#### Assignment:
Your response should contain every line from the data below that holds the string "shadow".

[Referring expression pointing data]
+--

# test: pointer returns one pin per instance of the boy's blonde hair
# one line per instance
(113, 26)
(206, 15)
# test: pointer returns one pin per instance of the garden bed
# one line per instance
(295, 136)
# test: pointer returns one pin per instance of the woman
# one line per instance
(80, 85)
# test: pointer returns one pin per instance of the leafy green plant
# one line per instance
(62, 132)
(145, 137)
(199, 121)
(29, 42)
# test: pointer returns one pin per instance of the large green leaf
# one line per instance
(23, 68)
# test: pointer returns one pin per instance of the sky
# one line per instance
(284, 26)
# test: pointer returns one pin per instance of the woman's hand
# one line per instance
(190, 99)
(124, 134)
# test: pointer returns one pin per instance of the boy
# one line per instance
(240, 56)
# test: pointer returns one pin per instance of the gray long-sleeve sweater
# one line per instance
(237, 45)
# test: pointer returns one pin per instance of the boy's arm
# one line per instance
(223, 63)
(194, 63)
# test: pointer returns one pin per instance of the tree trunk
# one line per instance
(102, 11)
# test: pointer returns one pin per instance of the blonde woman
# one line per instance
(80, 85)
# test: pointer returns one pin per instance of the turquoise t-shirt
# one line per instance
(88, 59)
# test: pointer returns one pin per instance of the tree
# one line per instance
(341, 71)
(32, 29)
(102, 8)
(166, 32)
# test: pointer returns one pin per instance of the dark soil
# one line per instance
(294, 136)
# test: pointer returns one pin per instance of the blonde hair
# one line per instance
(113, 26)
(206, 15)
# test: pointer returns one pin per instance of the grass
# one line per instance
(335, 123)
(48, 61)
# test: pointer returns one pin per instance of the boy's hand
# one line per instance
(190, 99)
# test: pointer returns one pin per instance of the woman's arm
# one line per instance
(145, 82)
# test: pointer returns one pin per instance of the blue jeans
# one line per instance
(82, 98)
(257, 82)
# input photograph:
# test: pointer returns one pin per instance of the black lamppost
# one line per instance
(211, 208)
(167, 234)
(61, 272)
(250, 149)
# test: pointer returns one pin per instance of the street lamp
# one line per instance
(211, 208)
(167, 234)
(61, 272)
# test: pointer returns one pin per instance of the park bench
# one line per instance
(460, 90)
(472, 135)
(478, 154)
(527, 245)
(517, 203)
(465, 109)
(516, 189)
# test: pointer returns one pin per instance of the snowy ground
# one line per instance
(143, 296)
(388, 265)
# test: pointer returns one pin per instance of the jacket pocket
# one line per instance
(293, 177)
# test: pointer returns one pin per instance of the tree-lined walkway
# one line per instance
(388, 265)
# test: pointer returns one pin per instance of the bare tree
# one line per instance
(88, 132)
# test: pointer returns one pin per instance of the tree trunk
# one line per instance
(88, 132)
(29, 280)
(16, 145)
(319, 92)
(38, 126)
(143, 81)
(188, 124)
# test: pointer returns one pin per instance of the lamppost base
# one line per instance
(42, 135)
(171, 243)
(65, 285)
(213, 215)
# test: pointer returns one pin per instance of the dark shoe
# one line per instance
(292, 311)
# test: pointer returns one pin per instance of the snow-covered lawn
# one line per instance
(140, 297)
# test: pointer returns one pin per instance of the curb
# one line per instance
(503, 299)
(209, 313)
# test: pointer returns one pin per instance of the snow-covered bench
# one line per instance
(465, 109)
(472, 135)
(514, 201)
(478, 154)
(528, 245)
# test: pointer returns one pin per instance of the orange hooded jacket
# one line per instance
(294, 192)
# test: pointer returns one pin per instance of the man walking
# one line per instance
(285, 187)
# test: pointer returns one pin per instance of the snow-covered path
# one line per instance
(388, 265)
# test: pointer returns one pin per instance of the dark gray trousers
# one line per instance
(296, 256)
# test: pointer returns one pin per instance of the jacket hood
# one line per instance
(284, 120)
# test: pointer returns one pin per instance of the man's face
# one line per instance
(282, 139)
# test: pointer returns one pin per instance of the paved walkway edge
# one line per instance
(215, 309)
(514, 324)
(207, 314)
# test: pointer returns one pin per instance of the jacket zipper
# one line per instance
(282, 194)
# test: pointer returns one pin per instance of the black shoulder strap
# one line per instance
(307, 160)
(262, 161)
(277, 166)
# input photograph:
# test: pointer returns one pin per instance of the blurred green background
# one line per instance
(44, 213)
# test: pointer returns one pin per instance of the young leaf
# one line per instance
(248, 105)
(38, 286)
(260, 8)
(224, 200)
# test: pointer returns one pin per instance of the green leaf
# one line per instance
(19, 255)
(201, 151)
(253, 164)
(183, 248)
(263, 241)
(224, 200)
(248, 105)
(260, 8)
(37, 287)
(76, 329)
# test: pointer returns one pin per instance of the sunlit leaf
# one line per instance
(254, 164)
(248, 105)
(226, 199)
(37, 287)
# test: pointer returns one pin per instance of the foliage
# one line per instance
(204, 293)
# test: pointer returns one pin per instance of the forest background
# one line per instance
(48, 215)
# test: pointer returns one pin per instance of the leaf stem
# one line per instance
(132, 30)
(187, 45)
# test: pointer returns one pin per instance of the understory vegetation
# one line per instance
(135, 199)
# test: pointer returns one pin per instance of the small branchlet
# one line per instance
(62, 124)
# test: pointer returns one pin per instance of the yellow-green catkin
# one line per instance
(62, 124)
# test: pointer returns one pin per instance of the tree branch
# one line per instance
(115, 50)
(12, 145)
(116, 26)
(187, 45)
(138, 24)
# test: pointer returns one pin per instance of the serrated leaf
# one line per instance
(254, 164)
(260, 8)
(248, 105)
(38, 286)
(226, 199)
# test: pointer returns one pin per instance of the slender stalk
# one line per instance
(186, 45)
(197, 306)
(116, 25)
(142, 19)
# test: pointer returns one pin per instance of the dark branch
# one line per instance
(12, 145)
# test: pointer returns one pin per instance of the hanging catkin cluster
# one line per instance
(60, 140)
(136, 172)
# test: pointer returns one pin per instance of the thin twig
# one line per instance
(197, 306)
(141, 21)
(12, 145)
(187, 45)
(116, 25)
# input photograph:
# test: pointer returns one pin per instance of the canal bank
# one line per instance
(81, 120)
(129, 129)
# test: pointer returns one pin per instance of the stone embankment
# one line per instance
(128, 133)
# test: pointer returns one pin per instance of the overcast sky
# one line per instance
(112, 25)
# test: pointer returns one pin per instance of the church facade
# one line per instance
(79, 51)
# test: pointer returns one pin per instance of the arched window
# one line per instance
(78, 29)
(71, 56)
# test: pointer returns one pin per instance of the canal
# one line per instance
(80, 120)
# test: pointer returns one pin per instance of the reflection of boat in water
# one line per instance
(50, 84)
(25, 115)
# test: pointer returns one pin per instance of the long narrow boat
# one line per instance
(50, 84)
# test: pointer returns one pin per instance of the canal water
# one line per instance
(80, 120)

+--

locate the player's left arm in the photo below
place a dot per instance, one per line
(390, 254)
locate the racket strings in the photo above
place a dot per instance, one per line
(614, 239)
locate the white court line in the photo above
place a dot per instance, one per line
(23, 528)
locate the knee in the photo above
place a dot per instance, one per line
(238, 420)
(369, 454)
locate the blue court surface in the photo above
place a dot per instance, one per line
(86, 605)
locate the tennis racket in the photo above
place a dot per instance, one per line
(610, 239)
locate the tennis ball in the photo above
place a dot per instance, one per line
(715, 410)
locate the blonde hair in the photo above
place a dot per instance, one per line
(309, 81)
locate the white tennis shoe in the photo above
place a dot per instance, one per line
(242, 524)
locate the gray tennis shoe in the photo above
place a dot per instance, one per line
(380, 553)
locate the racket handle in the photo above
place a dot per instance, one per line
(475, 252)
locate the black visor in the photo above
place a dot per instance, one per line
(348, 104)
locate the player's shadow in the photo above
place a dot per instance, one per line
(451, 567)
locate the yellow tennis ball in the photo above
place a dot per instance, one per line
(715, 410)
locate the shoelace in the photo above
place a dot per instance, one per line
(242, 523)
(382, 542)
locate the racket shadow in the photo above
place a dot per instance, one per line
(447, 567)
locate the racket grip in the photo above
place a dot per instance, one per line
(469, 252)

+--

#### Answer to this exercise:
locate the player's shadow in the photo above
locate the racket shadow in the photo above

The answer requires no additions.